Exercise
For every record that follows, transcribe the text exactly and leave any image out.

Exercise inputs
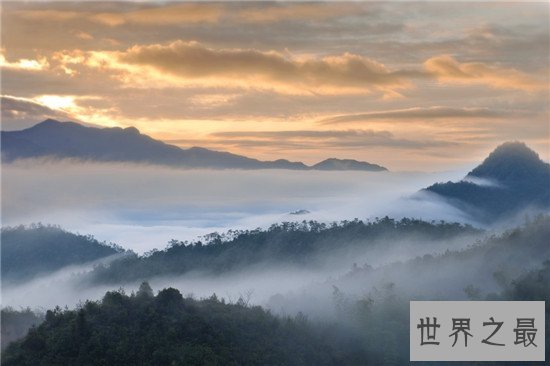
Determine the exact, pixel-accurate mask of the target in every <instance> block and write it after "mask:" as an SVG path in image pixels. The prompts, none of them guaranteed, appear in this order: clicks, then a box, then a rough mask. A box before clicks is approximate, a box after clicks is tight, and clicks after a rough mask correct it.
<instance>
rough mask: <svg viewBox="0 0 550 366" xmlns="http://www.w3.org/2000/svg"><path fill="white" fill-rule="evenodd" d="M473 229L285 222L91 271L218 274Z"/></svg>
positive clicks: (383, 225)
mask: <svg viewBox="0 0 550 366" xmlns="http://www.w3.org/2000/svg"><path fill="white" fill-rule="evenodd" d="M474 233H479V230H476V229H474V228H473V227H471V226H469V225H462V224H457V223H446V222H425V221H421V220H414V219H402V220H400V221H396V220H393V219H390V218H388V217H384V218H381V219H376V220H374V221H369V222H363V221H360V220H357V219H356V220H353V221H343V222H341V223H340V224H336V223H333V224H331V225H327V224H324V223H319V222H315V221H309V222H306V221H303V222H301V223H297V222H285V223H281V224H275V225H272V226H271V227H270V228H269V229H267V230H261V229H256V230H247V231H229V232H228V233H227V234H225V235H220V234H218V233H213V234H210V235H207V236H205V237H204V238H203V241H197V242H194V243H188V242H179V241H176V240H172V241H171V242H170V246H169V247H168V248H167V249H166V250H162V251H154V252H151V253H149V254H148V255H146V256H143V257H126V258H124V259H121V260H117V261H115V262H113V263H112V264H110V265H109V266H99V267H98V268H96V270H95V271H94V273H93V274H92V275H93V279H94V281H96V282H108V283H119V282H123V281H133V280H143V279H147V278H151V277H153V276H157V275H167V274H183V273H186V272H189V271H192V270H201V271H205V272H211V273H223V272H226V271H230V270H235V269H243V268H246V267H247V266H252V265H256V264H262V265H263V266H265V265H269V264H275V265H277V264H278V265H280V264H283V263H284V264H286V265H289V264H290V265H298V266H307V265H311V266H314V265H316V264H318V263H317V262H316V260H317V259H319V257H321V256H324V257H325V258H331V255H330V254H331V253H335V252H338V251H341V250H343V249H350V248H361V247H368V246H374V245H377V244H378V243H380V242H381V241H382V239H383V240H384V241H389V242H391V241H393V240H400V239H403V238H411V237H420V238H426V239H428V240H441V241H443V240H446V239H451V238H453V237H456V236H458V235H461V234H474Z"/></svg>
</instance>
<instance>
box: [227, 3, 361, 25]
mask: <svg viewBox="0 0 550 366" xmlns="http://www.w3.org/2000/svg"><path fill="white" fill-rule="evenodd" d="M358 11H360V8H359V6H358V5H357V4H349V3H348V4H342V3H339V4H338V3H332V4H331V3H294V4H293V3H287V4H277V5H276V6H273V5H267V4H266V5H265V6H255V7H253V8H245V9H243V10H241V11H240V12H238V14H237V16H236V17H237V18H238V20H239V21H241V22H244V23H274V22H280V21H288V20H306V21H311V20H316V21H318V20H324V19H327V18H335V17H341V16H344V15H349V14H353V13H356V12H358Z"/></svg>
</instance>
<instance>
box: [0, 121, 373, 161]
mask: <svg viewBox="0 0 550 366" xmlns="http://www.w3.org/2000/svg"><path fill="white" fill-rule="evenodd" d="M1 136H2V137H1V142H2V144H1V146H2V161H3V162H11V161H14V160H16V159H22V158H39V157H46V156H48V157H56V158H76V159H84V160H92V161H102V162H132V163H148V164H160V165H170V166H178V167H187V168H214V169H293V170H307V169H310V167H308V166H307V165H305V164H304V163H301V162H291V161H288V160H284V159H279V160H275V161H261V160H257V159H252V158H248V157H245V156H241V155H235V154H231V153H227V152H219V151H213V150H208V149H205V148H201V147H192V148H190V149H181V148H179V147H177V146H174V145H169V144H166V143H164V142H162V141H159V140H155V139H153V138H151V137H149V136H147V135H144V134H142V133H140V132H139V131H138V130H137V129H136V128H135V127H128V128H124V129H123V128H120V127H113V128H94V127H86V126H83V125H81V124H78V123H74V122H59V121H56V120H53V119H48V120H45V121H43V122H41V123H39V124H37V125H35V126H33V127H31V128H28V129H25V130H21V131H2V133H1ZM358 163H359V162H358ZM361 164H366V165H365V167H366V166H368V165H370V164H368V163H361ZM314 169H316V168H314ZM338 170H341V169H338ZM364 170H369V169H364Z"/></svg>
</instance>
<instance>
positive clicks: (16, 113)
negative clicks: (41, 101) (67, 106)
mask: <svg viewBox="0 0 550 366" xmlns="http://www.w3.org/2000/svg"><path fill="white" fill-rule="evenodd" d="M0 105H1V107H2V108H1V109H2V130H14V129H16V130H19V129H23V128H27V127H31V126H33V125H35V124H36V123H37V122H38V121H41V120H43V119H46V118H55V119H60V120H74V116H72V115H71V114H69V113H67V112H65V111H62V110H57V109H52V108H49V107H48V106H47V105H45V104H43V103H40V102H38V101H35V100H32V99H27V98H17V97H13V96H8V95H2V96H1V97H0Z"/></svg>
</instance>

Answer section
Determine the exact, pixel-accurate mask of the target in every <instance> block and write it after "mask:" as an SVG path in image pixels. The prompts, none of them guaranteed, appear in this order: clicks, then a box, then a rough mask. A box before clicks is approximate, a box after clicks is tight, and clicks after a rough mask correct it.
<instance>
rough mask: <svg viewBox="0 0 550 366" xmlns="http://www.w3.org/2000/svg"><path fill="white" fill-rule="evenodd" d="M473 229L285 222L91 271L218 274Z"/></svg>
positive clicks: (383, 225)
mask: <svg viewBox="0 0 550 366" xmlns="http://www.w3.org/2000/svg"><path fill="white" fill-rule="evenodd" d="M474 233H479V230H476V229H474V228H473V227H471V226H469V225H462V224H457V223H446V222H425V221H421V220H414V219H402V220H400V221H396V220H393V219H390V218H388V217H384V218H381V219H376V220H374V221H369V222H363V221H360V220H357V219H356V220H353V221H343V222H341V223H340V224H336V223H333V224H331V225H327V224H324V223H319V222H315V221H309V222H306V221H303V222H301V223H297V222H285V223H281V224H275V225H272V226H271V227H270V228H269V229H267V230H261V229H256V230H247V231H229V232H228V233H227V234H225V235H220V234H218V233H213V234H210V235H207V236H205V237H204V238H203V241H197V242H194V243H188V242H179V241H176V240H172V241H171V242H170V246H169V247H168V248H167V249H166V250H162V251H154V252H151V253H149V254H148V255H146V256H143V257H126V258H124V259H121V260H117V261H115V262H113V263H112V264H110V265H109V266H99V267H98V268H96V270H95V271H94V273H93V274H92V275H93V279H94V281H96V282H108V283H119V282H123V281H133V280H143V279H147V278H151V277H153V276H157V275H167V274H183V273H186V272H189V271H192V270H201V271H205V272H211V273H223V272H226V271H230V270H235V269H243V268H246V267H247V266H252V265H256V264H262V265H263V266H265V265H269V264H275V265H277V264H278V265H280V264H283V263H284V264H286V265H289V264H290V265H298V266H307V265H311V266H314V265H316V264H318V263H317V262H316V260H317V259H319V257H321V256H324V257H325V258H331V255H330V254H331V253H335V252H338V251H341V250H343V249H350V248H361V247H368V246H374V245H377V244H378V243H380V242H381V241H382V239H383V240H384V241H389V242H391V241H393V240H400V239H403V238H411V237H420V238H426V239H428V240H441V241H443V240H446V239H451V238H453V237H456V236H458V235H461V234H474Z"/></svg>
</instance>
<instance>
box: [227, 3, 361, 25]
mask: <svg viewBox="0 0 550 366" xmlns="http://www.w3.org/2000/svg"><path fill="white" fill-rule="evenodd" d="M358 11H360V8H359V6H358V5H357V4H349V3H348V4H342V3H339V4H338V3H332V4H331V3H294V4H293V3H287V4H277V5H276V6H273V5H267V4H266V5H265V6H255V7H253V8H245V9H243V10H241V11H240V12H238V14H237V16H236V17H237V18H238V20H239V21H241V22H244V23H274V22H280V21H288V20H306V21H311V20H316V21H318V20H324V19H327V18H335V17H341V16H344V15H349V14H353V13H356V12H358Z"/></svg>
</instance>
<instance>
box: [0, 121, 373, 161]
mask: <svg viewBox="0 0 550 366" xmlns="http://www.w3.org/2000/svg"><path fill="white" fill-rule="evenodd" d="M1 136H2V137H1V142H2V144H1V146H2V161H3V162H11V161H14V160H16V159H22V158H39V157H46V156H48V157H56V158H76V159H84V160H92V161H102V162H132V163H148V164H160V165H170V166H178V167H187V168H214V169H293V170H307V169H310V167H308V166H307V165H305V164H304V163H301V162H291V161H288V160H284V159H279V160H275V161H261V160H257V159H252V158H248V157H245V156H241V155H235V154H231V153H227V152H219V151H213V150H208V149H205V148H201V147H192V148H190V149H181V148H179V147H177V146H174V145H169V144H166V143H164V142H162V141H159V140H155V139H153V138H151V137H149V136H147V135H144V134H142V133H140V132H139V131H138V130H137V129H136V128H135V127H128V128H124V129H123V128H120V127H113V128H94V127H86V126H83V125H81V124H78V123H74V122H59V121H56V120H53V119H48V120H45V121H43V122H41V123H39V124H37V125H35V126H33V127H31V128H28V129H25V130H21V131H2V133H1ZM358 163H359V162H358ZM361 164H366V165H365V167H366V166H368V165H370V164H368V163H361ZM314 169H316V168H314ZM338 170H341V169H338ZM364 170H369V169H364Z"/></svg>
</instance>
<instance>
positive clicks: (16, 113)
negative clicks: (41, 101) (67, 106)
mask: <svg viewBox="0 0 550 366" xmlns="http://www.w3.org/2000/svg"><path fill="white" fill-rule="evenodd" d="M0 105H1V107H2V108H1V109H2V130H14V129H16V130H19V129H23V128H27V127H31V126H33V125H35V124H36V123H37V122H38V121H41V120H43V119H46V118H55V119H60V120H74V116H72V115H71V114H69V113H67V112H65V111H62V110H57V109H52V108H49V107H48V106H47V105H45V104H43V103H40V102H38V101H35V100H32V99H27V98H17V97H13V96H8V95H2V96H1V97H0Z"/></svg>
</instance>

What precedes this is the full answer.